======== MATERIAL PROVIDED ========

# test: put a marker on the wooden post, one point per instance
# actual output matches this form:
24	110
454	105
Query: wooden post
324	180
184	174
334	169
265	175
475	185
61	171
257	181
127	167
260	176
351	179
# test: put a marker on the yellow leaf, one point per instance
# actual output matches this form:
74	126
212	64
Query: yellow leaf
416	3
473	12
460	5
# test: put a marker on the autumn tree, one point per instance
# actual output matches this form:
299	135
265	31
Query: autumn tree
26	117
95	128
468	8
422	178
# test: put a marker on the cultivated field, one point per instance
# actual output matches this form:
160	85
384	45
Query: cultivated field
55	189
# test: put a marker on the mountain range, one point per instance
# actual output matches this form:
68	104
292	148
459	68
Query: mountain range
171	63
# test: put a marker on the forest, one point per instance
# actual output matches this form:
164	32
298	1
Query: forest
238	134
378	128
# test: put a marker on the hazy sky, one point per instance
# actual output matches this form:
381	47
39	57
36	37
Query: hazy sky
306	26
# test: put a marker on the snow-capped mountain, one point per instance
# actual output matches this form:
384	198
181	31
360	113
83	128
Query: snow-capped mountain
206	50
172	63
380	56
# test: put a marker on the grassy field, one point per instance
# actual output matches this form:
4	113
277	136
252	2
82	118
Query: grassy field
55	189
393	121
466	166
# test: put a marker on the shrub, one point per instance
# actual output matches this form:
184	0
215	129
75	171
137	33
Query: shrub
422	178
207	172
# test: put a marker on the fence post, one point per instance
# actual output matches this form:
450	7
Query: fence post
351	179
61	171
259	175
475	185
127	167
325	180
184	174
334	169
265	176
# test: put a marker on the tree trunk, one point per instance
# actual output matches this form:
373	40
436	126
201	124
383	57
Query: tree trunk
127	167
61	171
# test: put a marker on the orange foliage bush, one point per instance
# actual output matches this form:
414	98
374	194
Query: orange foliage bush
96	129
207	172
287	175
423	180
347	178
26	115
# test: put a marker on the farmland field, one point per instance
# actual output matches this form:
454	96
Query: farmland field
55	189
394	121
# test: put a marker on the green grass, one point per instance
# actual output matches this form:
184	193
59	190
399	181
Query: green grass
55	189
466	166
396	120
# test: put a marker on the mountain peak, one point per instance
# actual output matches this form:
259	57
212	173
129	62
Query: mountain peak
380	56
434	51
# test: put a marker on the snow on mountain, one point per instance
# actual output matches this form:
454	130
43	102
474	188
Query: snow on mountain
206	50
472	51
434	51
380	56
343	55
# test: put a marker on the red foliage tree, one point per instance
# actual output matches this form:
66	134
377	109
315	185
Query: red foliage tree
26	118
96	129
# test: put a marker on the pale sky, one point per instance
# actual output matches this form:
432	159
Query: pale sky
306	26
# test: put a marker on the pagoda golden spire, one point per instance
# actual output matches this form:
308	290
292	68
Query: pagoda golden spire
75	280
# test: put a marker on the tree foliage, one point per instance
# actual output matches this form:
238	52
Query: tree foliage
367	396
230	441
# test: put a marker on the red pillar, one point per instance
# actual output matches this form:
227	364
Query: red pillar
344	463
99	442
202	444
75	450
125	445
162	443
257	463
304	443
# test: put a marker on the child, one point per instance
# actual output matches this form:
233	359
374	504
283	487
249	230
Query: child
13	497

========

* **THE TASK**:
Return the lines beginning at the one that contains "Query: mountain peak" and continuing through the last line of the data, exactly as they stand and without any others.

* **SOLUTION FOR THIS EXERCISE**:
Query: mountain peak
380	56
434	51
# test: put a marker on the snow on mountain, one point per instance
# actual output matches this form:
454	130
43	102
474	188
Query: snow on mountain
206	50
472	51
434	51
380	56
343	55
# test: put a marker on the red foliage tree, one point per instance
# actual output matches this form:
66	134
377	109
315	185
Query: red foliage tree
26	118
96	129
# test: put a marker on the pale sky, one point per instance
# actual output matches this form:
432	159
Query: pale sky
306	26
# test: put a marker on the pagoda golden spire, one point per instance
# actual output matches this form:
308	290
292	68
Query: pagoda golden spire
75	280
# test: put a marker on the tree foliage, one point per instance
# actual output matches this form:
238	52
Query: tree foliage
367	396
230	441
# test: put a marker on the red pillar, one point per instance
# actual output matches this form:
227	364
Query: red pillar
344	463
99	442
202	444
75	450
125	445
162	443
257	463
304	443
# test: put a marker on the child, one point per instance
# actual output matches this form:
233	359
374	504
283	487
249	230
Query: child
13	497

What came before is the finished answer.